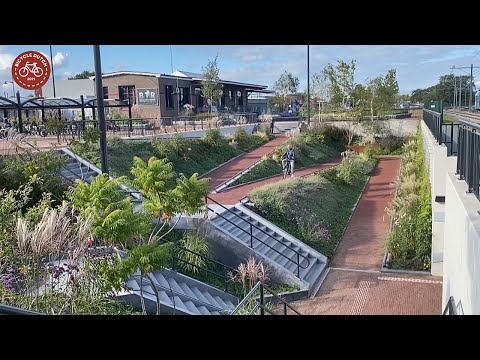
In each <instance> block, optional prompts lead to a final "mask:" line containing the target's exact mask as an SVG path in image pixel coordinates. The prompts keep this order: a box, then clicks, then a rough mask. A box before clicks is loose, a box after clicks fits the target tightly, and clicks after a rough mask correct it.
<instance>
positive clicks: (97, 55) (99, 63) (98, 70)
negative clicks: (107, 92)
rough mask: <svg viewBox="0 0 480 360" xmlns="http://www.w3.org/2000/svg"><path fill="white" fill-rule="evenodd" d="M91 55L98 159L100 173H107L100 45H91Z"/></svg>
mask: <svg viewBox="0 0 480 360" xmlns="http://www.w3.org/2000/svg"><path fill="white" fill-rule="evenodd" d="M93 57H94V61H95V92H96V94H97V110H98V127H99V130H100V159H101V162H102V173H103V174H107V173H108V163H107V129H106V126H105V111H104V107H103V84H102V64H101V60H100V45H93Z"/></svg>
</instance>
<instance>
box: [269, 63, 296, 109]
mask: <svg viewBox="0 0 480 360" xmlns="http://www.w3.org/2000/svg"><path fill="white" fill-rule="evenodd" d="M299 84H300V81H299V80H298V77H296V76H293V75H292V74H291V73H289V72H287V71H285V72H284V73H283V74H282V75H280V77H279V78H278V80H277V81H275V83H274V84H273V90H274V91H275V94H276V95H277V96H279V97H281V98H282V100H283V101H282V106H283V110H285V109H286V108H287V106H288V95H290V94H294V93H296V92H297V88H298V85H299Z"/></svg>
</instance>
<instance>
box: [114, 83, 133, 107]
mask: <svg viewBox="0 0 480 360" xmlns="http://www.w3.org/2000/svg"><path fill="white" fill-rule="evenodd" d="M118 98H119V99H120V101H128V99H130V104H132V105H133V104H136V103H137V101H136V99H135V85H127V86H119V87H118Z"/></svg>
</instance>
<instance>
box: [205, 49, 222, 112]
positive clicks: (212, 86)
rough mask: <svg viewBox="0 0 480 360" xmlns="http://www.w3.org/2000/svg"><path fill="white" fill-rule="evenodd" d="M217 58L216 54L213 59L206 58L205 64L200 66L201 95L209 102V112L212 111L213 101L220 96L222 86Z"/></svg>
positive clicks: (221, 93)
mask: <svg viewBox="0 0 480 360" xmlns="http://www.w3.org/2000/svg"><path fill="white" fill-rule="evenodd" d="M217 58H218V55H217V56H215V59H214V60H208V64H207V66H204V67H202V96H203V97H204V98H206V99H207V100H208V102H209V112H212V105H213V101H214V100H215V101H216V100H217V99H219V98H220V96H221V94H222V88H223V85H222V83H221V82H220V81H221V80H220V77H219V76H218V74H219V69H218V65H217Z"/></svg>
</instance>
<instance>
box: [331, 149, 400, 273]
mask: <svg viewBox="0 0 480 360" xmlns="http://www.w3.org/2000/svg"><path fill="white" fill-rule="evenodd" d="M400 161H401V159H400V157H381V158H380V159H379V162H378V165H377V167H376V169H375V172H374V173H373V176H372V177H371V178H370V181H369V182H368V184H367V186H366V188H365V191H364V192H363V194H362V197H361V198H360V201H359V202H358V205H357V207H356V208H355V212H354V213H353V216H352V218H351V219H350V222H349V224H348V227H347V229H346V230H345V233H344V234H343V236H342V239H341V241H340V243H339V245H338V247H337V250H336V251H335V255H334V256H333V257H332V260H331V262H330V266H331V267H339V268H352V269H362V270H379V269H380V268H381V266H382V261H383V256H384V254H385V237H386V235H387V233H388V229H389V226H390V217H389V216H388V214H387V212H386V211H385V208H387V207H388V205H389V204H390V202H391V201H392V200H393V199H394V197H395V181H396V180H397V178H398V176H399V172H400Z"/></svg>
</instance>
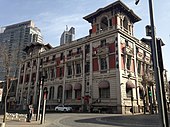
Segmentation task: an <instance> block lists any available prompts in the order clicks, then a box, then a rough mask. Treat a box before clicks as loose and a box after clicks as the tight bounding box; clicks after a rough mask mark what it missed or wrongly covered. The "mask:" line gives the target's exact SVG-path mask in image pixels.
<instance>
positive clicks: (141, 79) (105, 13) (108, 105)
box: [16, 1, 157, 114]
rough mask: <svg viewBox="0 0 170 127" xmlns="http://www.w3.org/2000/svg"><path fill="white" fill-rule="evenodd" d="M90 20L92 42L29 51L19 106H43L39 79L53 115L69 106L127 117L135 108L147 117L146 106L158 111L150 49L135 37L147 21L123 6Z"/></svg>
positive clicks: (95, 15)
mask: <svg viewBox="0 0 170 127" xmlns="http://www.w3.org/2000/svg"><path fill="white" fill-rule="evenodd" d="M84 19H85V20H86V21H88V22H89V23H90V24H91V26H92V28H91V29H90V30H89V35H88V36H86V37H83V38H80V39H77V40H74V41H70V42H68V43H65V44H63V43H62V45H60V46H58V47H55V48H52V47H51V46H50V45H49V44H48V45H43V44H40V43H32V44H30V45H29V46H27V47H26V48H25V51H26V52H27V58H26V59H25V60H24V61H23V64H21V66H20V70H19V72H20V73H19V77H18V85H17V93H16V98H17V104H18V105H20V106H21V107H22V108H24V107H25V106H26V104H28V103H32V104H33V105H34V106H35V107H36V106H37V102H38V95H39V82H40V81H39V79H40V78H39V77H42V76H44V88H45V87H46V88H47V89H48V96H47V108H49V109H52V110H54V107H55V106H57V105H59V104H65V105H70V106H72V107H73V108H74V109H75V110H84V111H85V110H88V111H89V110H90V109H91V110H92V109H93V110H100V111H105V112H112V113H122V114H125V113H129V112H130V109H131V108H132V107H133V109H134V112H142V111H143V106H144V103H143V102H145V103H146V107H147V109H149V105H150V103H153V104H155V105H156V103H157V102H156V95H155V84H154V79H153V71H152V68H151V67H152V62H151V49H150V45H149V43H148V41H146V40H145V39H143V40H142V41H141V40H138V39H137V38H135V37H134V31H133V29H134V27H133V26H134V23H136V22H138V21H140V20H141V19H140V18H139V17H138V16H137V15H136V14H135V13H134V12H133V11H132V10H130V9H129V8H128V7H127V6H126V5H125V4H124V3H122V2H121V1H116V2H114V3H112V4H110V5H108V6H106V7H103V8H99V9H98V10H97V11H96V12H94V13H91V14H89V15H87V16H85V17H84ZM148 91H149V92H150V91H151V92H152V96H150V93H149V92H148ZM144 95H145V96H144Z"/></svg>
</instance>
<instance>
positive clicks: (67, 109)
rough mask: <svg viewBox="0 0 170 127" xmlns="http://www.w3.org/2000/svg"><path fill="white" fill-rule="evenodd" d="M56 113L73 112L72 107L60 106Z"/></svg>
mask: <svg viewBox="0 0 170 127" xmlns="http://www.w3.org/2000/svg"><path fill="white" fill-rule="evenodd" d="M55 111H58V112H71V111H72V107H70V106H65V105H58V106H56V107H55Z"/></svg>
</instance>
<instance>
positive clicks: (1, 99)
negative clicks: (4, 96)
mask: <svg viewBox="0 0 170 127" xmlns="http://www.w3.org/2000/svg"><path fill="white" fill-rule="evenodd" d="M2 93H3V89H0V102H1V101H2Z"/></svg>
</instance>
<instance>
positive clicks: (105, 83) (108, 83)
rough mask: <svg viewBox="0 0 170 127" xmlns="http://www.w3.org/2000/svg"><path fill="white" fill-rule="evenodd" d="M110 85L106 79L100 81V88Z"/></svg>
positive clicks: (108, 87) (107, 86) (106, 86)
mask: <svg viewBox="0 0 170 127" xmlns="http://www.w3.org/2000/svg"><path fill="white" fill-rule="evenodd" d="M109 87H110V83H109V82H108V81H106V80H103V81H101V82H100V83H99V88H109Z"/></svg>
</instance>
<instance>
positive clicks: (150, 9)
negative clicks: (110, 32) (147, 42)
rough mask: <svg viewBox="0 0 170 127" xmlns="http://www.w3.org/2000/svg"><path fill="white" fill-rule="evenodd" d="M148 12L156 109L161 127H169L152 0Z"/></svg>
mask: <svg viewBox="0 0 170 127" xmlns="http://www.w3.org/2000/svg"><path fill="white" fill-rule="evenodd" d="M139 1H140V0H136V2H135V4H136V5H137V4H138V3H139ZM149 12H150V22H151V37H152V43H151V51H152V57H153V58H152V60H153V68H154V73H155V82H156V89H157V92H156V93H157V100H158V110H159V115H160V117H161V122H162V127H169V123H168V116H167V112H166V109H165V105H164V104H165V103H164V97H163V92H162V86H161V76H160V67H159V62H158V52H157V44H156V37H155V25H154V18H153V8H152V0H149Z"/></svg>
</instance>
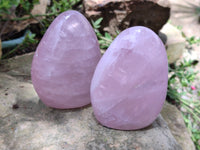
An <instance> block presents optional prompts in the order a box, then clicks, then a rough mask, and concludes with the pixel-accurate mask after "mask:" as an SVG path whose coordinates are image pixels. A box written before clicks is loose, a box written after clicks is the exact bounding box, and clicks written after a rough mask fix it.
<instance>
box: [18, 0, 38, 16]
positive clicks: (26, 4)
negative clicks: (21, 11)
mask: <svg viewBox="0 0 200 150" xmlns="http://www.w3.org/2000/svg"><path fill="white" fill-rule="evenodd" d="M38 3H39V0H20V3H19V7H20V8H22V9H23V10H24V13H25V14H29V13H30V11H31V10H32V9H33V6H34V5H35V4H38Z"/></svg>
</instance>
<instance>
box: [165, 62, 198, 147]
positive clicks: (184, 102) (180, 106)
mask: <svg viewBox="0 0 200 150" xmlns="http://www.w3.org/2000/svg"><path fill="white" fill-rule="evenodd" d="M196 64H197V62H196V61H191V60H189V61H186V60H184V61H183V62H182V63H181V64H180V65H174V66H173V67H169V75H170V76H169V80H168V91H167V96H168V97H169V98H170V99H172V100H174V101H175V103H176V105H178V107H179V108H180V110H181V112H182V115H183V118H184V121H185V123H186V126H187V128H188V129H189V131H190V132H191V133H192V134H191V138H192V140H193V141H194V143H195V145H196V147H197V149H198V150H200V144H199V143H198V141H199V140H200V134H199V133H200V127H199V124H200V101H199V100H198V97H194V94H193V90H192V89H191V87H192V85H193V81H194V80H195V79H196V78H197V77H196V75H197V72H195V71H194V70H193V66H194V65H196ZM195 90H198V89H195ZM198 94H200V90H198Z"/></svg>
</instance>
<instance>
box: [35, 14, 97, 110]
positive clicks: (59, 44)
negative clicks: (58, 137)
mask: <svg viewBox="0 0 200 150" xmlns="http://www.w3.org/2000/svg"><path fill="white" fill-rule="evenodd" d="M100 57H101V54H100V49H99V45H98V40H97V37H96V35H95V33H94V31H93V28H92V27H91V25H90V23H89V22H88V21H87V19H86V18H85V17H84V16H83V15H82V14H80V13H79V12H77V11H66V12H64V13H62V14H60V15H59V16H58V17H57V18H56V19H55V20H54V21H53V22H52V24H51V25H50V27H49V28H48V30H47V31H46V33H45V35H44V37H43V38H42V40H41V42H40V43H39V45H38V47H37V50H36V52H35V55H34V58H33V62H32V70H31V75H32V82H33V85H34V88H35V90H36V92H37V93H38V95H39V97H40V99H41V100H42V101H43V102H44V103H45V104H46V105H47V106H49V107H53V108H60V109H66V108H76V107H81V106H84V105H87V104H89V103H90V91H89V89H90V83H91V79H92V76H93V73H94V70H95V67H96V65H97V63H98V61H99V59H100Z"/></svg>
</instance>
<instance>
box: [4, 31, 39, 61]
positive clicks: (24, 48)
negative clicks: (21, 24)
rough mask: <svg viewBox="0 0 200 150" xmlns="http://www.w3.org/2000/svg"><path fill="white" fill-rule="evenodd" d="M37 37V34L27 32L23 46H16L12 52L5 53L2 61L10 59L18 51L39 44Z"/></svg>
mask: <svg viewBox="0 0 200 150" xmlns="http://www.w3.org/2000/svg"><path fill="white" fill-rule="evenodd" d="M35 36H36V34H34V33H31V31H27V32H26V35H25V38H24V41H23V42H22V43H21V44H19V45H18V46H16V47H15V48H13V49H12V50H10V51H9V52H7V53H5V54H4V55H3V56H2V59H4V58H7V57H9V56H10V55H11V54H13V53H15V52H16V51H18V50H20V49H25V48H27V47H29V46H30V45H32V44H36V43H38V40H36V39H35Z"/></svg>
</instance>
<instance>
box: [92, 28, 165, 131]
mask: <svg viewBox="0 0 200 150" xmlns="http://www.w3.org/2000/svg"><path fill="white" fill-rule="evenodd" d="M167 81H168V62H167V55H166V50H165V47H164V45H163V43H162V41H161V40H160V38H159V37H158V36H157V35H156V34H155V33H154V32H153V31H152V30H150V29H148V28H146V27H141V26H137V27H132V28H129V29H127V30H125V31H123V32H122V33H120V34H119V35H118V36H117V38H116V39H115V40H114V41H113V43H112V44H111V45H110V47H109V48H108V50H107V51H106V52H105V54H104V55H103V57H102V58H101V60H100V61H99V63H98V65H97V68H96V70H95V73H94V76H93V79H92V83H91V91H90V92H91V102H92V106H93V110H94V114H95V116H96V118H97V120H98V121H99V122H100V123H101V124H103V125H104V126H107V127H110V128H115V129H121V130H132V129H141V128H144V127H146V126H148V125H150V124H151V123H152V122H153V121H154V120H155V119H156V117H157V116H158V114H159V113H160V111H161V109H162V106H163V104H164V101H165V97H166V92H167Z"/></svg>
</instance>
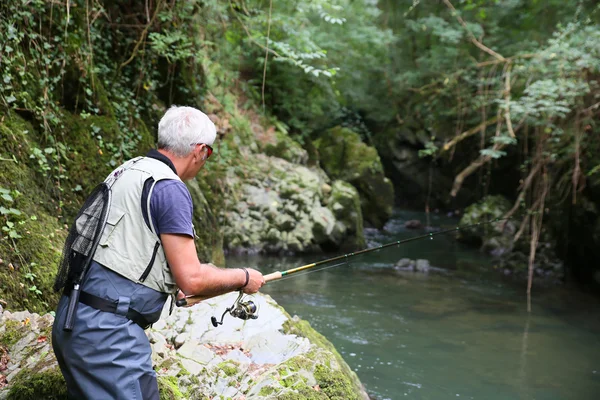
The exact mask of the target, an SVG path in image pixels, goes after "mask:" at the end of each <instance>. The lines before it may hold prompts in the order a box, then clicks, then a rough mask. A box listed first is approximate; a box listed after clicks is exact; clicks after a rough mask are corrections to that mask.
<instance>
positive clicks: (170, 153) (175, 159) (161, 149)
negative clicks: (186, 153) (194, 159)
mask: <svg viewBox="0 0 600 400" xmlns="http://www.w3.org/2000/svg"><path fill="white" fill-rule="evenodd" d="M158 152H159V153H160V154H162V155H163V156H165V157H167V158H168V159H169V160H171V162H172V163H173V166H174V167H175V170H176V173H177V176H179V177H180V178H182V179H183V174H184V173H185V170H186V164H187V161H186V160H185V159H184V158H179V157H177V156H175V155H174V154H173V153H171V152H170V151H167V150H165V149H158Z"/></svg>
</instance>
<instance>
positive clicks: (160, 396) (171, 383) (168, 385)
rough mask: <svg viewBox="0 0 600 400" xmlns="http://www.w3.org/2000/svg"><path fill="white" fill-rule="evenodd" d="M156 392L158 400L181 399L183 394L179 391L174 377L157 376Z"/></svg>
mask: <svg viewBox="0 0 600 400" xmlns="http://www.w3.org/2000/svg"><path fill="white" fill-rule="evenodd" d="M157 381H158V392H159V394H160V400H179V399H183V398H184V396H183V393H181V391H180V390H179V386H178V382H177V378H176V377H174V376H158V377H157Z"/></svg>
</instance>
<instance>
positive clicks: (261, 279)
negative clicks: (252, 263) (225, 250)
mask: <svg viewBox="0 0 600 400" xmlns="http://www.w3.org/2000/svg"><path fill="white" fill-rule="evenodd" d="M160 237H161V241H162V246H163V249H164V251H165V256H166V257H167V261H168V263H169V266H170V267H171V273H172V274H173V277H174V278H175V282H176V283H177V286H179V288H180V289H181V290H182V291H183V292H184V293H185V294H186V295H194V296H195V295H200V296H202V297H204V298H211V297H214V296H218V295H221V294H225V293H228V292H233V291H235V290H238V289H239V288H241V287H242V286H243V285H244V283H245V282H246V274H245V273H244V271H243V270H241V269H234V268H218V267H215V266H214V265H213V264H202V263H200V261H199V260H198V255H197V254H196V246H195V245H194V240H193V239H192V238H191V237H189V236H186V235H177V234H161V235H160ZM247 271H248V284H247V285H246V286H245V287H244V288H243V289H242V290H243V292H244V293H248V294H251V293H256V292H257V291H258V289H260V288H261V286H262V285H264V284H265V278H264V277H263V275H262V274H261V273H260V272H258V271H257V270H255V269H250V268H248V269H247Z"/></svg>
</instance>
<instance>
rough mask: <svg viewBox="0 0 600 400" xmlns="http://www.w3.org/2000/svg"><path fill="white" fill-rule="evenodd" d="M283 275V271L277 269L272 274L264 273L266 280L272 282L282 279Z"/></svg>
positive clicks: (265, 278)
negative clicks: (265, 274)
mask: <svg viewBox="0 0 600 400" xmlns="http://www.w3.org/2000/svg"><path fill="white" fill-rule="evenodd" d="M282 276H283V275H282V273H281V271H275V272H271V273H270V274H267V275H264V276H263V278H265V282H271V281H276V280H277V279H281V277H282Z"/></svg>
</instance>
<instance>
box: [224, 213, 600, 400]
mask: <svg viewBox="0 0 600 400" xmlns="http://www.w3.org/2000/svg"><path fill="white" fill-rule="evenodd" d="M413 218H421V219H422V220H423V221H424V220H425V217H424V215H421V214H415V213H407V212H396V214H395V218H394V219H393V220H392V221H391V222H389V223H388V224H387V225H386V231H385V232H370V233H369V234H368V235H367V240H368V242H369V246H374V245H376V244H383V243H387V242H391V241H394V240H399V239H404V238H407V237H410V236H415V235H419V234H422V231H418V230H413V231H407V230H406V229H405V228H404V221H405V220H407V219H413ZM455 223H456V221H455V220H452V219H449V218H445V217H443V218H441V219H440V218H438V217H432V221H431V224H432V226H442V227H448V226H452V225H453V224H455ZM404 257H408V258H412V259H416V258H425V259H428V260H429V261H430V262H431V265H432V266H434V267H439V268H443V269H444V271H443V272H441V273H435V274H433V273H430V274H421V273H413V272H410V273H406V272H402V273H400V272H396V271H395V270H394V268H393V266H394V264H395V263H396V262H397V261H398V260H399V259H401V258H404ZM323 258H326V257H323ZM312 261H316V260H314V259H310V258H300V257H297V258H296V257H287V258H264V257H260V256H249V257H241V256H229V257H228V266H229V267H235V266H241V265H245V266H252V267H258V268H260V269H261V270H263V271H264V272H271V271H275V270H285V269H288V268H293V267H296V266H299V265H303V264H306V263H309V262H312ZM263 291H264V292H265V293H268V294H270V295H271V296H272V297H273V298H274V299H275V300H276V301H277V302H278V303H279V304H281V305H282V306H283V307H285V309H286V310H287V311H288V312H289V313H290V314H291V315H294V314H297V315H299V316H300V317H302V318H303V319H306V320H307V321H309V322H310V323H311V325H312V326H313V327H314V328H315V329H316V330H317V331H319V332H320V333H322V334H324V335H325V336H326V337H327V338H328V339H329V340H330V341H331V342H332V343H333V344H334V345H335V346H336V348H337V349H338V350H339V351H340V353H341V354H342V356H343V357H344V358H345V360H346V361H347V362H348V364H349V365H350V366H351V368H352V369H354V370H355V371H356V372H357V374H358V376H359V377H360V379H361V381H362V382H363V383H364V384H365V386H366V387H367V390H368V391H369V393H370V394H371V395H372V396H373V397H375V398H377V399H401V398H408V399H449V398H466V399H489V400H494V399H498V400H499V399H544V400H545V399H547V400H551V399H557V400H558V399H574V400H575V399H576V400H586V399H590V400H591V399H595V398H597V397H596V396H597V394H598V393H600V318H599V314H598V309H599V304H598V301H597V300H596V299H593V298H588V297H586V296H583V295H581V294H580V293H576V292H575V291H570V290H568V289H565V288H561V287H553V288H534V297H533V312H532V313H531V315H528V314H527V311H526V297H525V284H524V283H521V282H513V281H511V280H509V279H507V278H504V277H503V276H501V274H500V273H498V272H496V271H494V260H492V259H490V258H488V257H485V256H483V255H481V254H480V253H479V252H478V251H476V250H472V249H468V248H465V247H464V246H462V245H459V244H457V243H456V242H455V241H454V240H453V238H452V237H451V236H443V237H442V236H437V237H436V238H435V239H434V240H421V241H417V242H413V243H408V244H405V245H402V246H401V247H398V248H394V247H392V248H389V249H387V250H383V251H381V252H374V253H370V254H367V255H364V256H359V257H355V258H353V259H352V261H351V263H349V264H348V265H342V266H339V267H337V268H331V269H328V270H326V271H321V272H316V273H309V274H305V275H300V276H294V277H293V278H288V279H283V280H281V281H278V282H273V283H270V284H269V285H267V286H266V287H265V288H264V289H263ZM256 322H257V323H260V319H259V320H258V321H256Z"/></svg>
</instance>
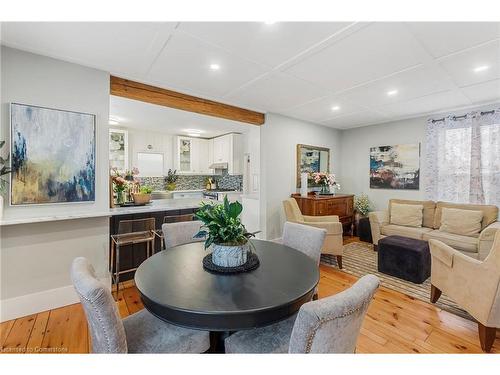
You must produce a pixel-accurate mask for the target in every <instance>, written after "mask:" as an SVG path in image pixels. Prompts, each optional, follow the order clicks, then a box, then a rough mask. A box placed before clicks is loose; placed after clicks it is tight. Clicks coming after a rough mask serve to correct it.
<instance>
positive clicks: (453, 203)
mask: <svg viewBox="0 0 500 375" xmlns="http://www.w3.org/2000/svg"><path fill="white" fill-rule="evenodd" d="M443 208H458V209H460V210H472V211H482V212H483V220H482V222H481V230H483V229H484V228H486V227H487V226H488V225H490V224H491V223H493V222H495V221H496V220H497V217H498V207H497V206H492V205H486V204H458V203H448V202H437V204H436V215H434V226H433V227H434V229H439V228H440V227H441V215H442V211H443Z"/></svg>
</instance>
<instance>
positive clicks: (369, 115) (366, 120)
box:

» **ACTIVITY**:
Which lines above hold the string "image"? Please copy all of them.

» **RESULT FOR THIS TASK**:
In each <instance> block, optional prompts lead to a final "mask:" line containing the target's exact mask as an SVG path in image pixel coordinates. The prompts keep this order: a box, then clicks, then a rough mask. A box before clicks is loose, a box after clicks fits the target tightly, and clicks after a rough mask correct it.
Segmentation task: an <instance> block lists any available prompts in the order clicks, then a box, then a rough mask. Treat a box before clicks as loose and a box after clicks as the tight bounding box; clicks after a rough mask mark what it missed or wrongly covered. The "mask:" line gives the target's exact SVG-path mask in image pixels.
An <instance> block presents optional prompts in the order a box, then clicks, then a rough mask, and concludes with the pixel-accurate mask after "mask:" as an SVG path whose coordinates are image pixels. A box written before clicks is loose, a box written after clicks is the exact bounding box, and clicks written after a rough mask fix it.
The exact mask of the target, an SVG path in image pixels, goes after "mask:" at the end of each <instance>. The lines before it may hold prompts in the order a box, then clicks, then a rough mask. A box listed first is approximate; a box listed after clicks is exact; clicks after a rough mask are corrections to that mask.
You must produce a pixel-accurate mask for the target in every <instance>, written after "mask:" as an SVG path in image pixels. Prompts, each optional, follow the order clicks, then a box, then a rough mask. A box placed before clicks is loose; placed after clicks it is tight. Clicks coming after a rough mask serve to correct it.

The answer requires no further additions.